> **WHAT TO WORK ON**:
Can you write out the biographical text starting at the words "They were also" and stopping after "in Bridgeport, Conn.", substituting "turbulent" for "tumultuous"?

──────── GIVEN TEXT ────────

They were also tumultuous years. A serious illness led to the removal of one kidney and a missed semester. The attack on Pearl Harbor put the college on war footing with year-round classes. So, in 1942, he graduated with both an undergraduate degree and a master’s degree from the Tuck School of Business. Rejected by both the Navy and Army for medical reasons, he spent the rest of the war years working for Remington Firearms in Bridgeport, Conn.
While working in Bridgeport, he met Mary Elizabeth Miller. As the war ended, they married and moved to Manhattan where he worked for Willard Pictures, an industrial film company. In 1948, when Vermont Academy offered him the job of director of development, he returned to Saxtons River with his wife Beth and two children – Robert Jr. and Elizabeth – in tow. By 1953, there were five more: Averill, Michael, Peter, Sean, and Margaret.
To support his growing family, he took advantage of his New York contacts and began doing freelance film work. In 1956, he turned his part-time filmmaking into a full-time occupation. Campbell Films specialized in producing films that supported nonprofit organizations, chiefly schools and colleges. Clients included Dartmouth, MIT, Amherst College, Williams College, Middlebury College, Spelman College, the University of Vermont, and Syracuse University. He was particularly proud of the many films he produced for Perkins School for the Blind in Watertown, Mass. His film, “The Anne Sullivan Story,” about Helen Keller’s teacher at Perkins School was a notable film and perhaps his favorite, though other films made for Perkins including “The Children of The Silent Night” were award-winning productions.

──────── RECORD EXTRACTS ────────

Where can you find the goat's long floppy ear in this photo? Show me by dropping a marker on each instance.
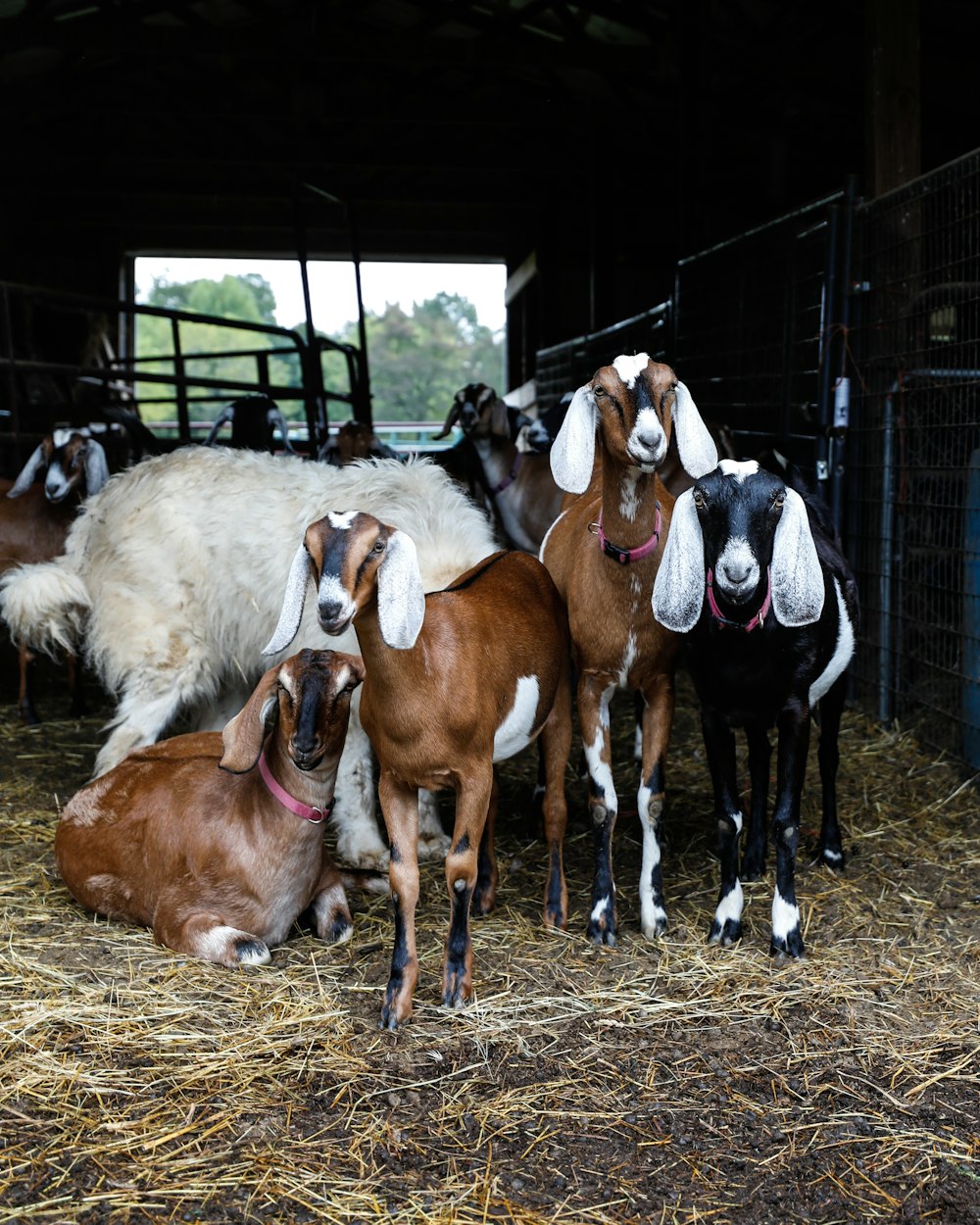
(96, 466)
(244, 735)
(695, 444)
(679, 587)
(29, 470)
(401, 597)
(452, 417)
(797, 573)
(293, 601)
(573, 450)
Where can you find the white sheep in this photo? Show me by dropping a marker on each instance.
(176, 568)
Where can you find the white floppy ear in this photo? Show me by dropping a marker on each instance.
(401, 597)
(29, 470)
(797, 573)
(96, 466)
(679, 588)
(573, 450)
(695, 444)
(293, 601)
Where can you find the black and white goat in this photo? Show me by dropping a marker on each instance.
(755, 577)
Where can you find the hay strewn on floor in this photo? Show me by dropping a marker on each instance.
(658, 1083)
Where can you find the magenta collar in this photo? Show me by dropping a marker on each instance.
(511, 475)
(302, 809)
(748, 626)
(623, 557)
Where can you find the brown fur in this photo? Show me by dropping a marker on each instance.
(210, 858)
(431, 711)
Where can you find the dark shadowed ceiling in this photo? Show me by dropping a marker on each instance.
(615, 136)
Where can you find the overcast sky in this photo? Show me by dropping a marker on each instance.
(332, 287)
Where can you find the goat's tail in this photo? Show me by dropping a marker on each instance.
(45, 606)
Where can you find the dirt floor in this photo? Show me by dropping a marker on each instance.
(667, 1082)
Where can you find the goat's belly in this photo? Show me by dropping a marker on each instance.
(520, 724)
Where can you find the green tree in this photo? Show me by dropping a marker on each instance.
(248, 298)
(417, 362)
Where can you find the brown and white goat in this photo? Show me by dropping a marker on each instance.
(214, 839)
(34, 523)
(603, 554)
(457, 680)
(518, 485)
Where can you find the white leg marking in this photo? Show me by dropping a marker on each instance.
(785, 916)
(518, 726)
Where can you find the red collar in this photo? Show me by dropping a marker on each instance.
(749, 626)
(623, 557)
(302, 809)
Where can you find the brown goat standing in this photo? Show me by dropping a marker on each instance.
(603, 553)
(220, 861)
(457, 680)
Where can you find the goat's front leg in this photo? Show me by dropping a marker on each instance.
(400, 804)
(794, 743)
(593, 719)
(658, 719)
(555, 749)
(331, 912)
(719, 749)
(471, 804)
(760, 755)
(831, 848)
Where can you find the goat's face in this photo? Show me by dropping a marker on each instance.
(346, 549)
(633, 400)
(314, 691)
(739, 508)
(65, 455)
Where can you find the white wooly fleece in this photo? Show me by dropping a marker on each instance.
(182, 562)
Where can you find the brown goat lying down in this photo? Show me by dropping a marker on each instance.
(214, 839)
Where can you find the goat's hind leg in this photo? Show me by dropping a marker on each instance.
(831, 848)
(593, 718)
(473, 799)
(204, 934)
(719, 748)
(658, 719)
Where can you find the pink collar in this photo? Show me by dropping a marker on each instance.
(749, 626)
(511, 475)
(623, 557)
(287, 800)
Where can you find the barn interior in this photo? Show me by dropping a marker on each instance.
(588, 146)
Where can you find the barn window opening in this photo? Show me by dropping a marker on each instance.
(430, 329)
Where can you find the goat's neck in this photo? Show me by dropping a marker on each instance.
(628, 503)
(313, 787)
(498, 457)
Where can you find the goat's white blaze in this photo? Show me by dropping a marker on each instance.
(739, 468)
(843, 651)
(518, 728)
(730, 906)
(647, 441)
(628, 496)
(599, 770)
(332, 591)
(785, 916)
(738, 559)
(628, 367)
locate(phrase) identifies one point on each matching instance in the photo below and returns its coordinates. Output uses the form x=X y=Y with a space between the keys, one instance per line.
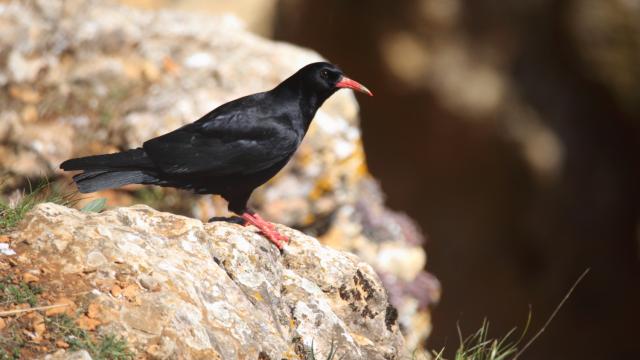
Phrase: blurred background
x=510 y=132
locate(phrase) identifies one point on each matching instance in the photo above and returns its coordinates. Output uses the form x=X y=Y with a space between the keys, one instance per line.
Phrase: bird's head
x=325 y=79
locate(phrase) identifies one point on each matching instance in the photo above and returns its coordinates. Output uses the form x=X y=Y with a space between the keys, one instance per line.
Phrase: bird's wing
x=240 y=142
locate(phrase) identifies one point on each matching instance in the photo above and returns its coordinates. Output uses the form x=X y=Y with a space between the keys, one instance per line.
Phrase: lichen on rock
x=175 y=287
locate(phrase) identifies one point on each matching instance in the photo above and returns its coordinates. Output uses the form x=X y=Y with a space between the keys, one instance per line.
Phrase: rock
x=228 y=293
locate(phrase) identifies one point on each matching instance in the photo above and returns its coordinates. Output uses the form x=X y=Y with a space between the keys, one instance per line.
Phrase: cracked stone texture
x=87 y=77
x=216 y=290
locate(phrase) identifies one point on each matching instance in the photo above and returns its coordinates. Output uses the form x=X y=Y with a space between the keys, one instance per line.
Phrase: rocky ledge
x=176 y=288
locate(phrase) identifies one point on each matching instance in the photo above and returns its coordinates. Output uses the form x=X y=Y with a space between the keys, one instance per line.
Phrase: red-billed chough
x=229 y=151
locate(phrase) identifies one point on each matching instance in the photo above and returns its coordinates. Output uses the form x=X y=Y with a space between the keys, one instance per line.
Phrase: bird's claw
x=268 y=229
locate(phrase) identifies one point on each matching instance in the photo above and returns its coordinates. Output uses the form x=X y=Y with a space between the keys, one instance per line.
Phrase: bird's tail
x=111 y=170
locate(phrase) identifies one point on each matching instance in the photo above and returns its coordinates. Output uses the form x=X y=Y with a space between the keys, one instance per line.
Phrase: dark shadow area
x=500 y=237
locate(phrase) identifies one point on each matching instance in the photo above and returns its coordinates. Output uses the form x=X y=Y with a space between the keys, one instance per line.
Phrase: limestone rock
x=221 y=291
x=88 y=77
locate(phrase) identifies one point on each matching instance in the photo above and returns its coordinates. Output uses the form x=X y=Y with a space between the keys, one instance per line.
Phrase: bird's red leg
x=268 y=229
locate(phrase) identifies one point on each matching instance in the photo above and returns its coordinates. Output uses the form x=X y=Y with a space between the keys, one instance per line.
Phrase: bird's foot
x=229 y=219
x=268 y=229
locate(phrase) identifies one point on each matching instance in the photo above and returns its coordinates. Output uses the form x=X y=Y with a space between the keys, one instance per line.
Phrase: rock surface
x=87 y=77
x=214 y=291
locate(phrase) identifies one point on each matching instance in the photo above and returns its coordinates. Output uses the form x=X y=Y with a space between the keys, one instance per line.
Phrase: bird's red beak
x=345 y=82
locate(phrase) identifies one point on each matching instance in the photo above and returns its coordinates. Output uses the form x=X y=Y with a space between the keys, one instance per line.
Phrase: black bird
x=230 y=151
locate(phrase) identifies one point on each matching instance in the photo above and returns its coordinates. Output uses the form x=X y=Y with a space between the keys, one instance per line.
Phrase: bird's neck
x=306 y=100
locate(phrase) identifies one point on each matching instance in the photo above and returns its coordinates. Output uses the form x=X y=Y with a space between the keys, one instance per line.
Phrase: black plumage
x=229 y=151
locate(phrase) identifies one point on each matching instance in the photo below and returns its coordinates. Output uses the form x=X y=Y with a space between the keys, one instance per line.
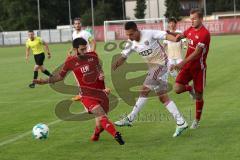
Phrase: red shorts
x=198 y=76
x=91 y=103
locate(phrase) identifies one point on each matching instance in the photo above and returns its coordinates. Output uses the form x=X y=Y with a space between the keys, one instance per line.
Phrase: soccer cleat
x=118 y=138
x=195 y=124
x=77 y=98
x=180 y=129
x=95 y=137
x=192 y=94
x=32 y=85
x=123 y=122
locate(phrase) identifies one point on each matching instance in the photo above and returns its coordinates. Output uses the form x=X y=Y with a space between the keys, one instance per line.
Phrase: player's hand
x=27 y=59
x=172 y=67
x=49 y=55
x=107 y=91
x=69 y=52
x=114 y=66
x=179 y=66
x=101 y=76
x=40 y=81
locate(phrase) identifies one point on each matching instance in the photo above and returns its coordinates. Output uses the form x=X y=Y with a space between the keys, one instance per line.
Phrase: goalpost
x=114 y=30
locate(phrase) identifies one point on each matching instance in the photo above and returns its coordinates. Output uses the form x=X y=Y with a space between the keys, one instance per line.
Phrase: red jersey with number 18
x=197 y=37
x=85 y=69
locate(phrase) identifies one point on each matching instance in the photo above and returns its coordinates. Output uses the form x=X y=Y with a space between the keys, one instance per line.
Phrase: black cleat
x=32 y=85
x=118 y=138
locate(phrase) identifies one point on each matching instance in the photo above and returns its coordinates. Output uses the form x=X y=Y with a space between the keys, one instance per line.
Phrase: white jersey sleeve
x=159 y=35
x=127 y=50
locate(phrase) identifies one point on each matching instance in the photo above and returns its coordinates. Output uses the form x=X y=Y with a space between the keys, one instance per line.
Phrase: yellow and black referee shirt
x=36 y=45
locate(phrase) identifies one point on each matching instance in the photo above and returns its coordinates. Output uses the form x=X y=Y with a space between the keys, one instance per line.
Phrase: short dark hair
x=172 y=19
x=78 y=41
x=198 y=11
x=77 y=19
x=130 y=25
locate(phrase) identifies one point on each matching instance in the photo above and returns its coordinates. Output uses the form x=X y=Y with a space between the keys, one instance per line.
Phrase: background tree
x=140 y=9
x=173 y=9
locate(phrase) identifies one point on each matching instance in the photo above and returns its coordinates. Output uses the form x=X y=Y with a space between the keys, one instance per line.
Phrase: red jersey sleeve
x=66 y=67
x=185 y=33
x=204 y=40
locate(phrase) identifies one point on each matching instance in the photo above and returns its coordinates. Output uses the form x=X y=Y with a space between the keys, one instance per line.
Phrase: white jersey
x=174 y=49
x=148 y=47
x=83 y=34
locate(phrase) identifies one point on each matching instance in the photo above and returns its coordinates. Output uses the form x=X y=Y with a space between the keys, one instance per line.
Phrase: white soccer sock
x=137 y=108
x=172 y=108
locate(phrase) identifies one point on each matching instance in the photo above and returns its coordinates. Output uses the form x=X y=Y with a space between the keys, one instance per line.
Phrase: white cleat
x=192 y=94
x=123 y=122
x=180 y=129
x=195 y=124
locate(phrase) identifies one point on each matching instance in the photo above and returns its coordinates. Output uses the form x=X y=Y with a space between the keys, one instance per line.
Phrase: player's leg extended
x=107 y=124
x=172 y=108
x=45 y=71
x=142 y=99
x=35 y=75
x=98 y=130
x=199 y=84
x=199 y=108
x=173 y=73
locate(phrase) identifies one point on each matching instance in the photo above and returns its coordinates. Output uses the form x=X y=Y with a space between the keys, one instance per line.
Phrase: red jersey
x=86 y=70
x=197 y=37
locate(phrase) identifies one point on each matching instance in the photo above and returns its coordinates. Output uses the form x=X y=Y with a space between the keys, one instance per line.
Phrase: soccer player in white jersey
x=87 y=36
x=145 y=42
x=173 y=49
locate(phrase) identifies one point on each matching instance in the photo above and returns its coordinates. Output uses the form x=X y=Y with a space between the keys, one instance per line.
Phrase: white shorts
x=174 y=61
x=157 y=79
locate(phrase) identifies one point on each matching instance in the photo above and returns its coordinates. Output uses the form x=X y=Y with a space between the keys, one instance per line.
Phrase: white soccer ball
x=40 y=131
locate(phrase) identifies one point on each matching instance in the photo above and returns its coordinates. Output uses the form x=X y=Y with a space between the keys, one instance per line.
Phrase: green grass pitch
x=149 y=139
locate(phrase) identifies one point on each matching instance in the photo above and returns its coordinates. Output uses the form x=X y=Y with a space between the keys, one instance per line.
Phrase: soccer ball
x=40 y=131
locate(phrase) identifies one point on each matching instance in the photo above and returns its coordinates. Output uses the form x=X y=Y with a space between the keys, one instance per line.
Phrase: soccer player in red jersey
x=193 y=67
x=87 y=69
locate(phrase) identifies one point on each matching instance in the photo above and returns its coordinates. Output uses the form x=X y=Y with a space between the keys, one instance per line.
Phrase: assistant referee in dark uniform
x=36 y=44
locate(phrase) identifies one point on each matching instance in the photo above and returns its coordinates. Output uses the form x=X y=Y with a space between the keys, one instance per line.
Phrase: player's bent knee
x=98 y=111
x=163 y=98
x=178 y=88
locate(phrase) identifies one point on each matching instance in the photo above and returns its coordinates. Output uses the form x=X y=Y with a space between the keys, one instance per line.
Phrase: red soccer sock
x=108 y=126
x=97 y=130
x=199 y=107
x=188 y=88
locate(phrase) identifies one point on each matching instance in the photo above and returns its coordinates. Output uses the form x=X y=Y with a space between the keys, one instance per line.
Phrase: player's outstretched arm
x=119 y=62
x=55 y=78
x=174 y=38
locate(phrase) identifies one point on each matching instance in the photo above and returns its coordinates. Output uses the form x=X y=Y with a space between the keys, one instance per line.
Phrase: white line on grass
x=29 y=132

────────

> **OUTPUT FOR THIS TASK**:
They were also turbulent years. A serious illness led to the removal of one kidney and a missed semester. The attack on Pearl Harbor put the college on war footing with year-round classes. So, in 1942, he graduated with both an undergraduate degree and a master’s degree from the Tuck School of Business. Rejected by both the Navy and Army for medical reasons, he spent the rest of the war years working for Remington Firearms in Bridgeport, Conn.